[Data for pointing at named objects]
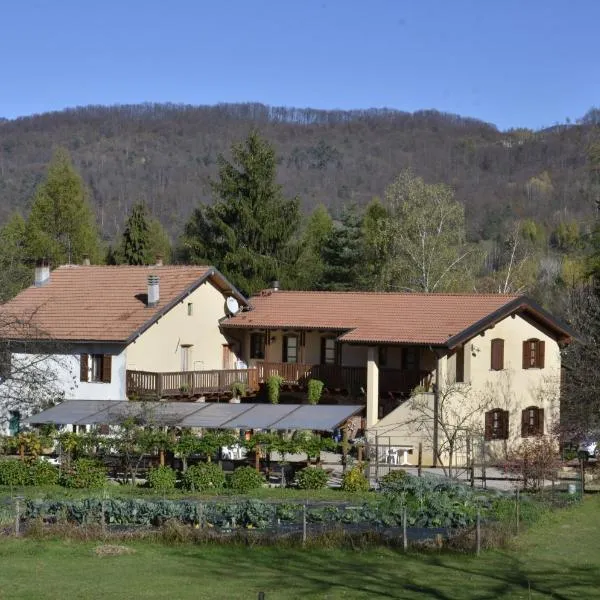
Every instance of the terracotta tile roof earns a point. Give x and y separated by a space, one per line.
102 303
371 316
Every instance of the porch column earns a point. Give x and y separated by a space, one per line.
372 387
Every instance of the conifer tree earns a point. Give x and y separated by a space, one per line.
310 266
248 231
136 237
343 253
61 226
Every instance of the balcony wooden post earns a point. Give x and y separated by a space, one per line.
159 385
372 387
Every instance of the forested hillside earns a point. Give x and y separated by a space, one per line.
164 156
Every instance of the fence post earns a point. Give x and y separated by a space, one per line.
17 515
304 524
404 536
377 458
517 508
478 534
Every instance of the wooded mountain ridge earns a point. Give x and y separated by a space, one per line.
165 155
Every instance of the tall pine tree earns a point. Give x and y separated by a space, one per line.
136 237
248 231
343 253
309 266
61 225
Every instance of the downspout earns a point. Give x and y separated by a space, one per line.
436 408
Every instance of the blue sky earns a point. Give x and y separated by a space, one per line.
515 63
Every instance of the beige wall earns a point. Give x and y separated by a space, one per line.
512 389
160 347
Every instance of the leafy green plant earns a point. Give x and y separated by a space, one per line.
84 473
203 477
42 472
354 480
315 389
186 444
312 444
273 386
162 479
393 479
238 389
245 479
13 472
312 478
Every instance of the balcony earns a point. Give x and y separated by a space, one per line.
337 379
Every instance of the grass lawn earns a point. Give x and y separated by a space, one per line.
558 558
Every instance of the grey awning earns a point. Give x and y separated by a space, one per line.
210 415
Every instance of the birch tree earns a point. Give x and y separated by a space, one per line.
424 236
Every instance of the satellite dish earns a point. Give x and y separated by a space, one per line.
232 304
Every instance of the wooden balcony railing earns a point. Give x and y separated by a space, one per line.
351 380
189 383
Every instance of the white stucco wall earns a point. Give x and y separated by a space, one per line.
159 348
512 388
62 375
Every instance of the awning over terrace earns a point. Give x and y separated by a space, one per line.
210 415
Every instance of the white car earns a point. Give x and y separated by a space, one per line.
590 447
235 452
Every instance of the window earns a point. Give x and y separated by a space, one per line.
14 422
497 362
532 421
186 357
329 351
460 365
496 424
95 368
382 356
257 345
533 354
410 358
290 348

TO DO » Shift every coordinate by 52. Starting at the line that contains "Every instance of the wooden", write out the data through the end, adding 52 to each x and y value and leaving all other lines unchanged.

CORRECT RESULT »
Every instance of the wooden balcony railing earns a point. Give x and y separated by a space, one per line.
403 432
241 435
Every instance of the white stucco wall earns a point. Give x and y separated by a space, one per line.
211 400
564 440
114 427
Every instance of the awning over terrace earns a point. Give x and y separated by a space, one per line.
262 467
Every instance of the white car earns a point. Give x and y separated by a space, one per line.
642 499
287 504
Every instance of the window earns a point. Give x and y separated by a space, one per line.
66 474
549 414
584 473
238 409
381 403
512 417
548 476
147 420
434 408
309 397
585 406
462 410
342 400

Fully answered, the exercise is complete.